◆ Supplied text:
╔══
An appreciable increase of fresh biomass was observed for the three populations Shawnee, Dacotah and Alamo. In several studies, the authors have observed the positive effects of the use of compost on the weight of different plants. For example, Smith et al. (2001) observed that the addition of compost from market and garden refuses at rates of 25% and 50% (v/v) to sandy soil improved significantly the total leaf fresh mass of Swiss chard (Beta vulgaris L. var. flavescens). Ostos et al. (2008) showed positive effects of the use of compost on the weight of Pistacia lentiscus L. In greenhouse experiments, Bernal-Vicente et al. (2008) found positive effects exerted by citrus compost on the weight of melon plants. Using a green compost as soil amendment, Roy et al. (2010) showed increased biomasses of Zea mays, Phaseolus vulgaris and Abelmoschus esculentus. Testing the effects of compost-based growing media on the dry weight of some bedding plants, Grigliatti et al. (2007) found the best results when compost was added in the growing media at rates from 25 to 50%. The observed effects were likely due to the same nutritional and protective effects reported above.

Finally, when the variations (average variation obtained for the four populations) of each growth parameter were correlated with the properties of the substrates adopted, it resulted that plant growth stimulation appeared related to some properties of composts, especially pH and TOC when an higher C/P rate was used. The negative correlations observed between plant growth and pH at the highest dose of compost could be ascribed to the high pH values of these mixtures that are greater than the pH range (pH 5.3-6.5) suggested by Abad et al. (2001). The positive influence of TOC of the mixtures at the highest C/P rate may be possibly related to the increased retention of water and nutrients.
╚══
◆ Record excerpts:
╔══
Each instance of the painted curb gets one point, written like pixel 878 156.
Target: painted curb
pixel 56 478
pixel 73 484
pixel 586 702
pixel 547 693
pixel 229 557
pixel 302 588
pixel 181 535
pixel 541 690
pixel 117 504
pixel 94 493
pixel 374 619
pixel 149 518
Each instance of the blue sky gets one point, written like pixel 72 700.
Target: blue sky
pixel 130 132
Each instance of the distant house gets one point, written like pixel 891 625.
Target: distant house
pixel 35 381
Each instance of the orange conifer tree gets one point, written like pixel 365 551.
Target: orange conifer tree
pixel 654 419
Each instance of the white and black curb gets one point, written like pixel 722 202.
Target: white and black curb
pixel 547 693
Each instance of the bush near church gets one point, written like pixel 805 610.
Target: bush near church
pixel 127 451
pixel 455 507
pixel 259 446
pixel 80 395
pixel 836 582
╚══
╔══
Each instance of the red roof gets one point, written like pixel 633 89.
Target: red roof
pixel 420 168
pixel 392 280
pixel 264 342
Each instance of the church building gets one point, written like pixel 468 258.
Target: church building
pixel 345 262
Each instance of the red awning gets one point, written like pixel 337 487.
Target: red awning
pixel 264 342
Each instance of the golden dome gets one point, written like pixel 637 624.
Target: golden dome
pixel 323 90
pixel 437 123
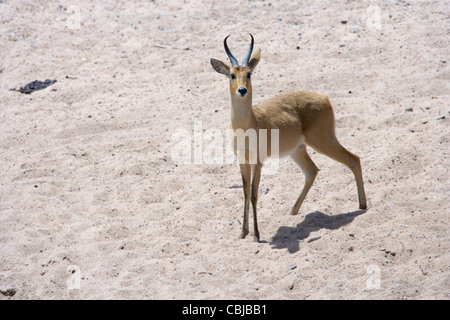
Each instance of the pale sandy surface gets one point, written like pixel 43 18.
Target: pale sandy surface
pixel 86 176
╚══
◆ Task prompt: Proceed with the text on compost effects on plant growth, starting after its final sentence. The listing is drawn from a different source than the text on compost and plant growth.

◆ Final answer:
5. Conclusions

The growth of the four switchgrass populations appeared generally influenced positively by the replacement of a percentage of peat with compost in the growing media. These effects depended significantly on the compost properties and dose, and on the population and plant organ considered. In particular, the lowest and intermediate doses of compost appeared more efficient for GC/P and MC/P mixtures, whereas the intermediate and the highest doses of compost showed the best results for CC/P mixtures. The beneficial effects of the compost were very evident for the Shawnee population, and less evident for the Shelter population. These results confirm the beneficial action of compost on switchgrass growth, and encourage its use as soil amendment in areas where this plant grows naturally or is cultivated. In conclusion, the application of compost could partially reduce the problem related to waste disposal, reduce the use of peat and related costs, and increase the biomass production of switchgrass populations.

Acknowledgements

This work was supported by the Research Contract No. W911NF-08-1-0076 of the U.S. Army RDECOM ACQ CTR - W911NF, Durham NC, USA. Project title: Effects of quality composts and other organic amendments and their humic and fulvic acid fractions on the germination and early growth of slickspot Peppergrass (Lepidium papilliferum) and switchgrass in various experimental conditions, funded by the Airspace, Ranges, and Airfield Operations Division, HQ Air Combat Command, Langley AFB, VA. The opinions and conclusions in this article are those of the authors and do not necessarily reflect those of the U.S. Air Force, United States Army, or the Federal government.

The authors wish to thank the Mediterranean Agronomic Institute of Bari of CIHEAM for kind supplying the coffee compost.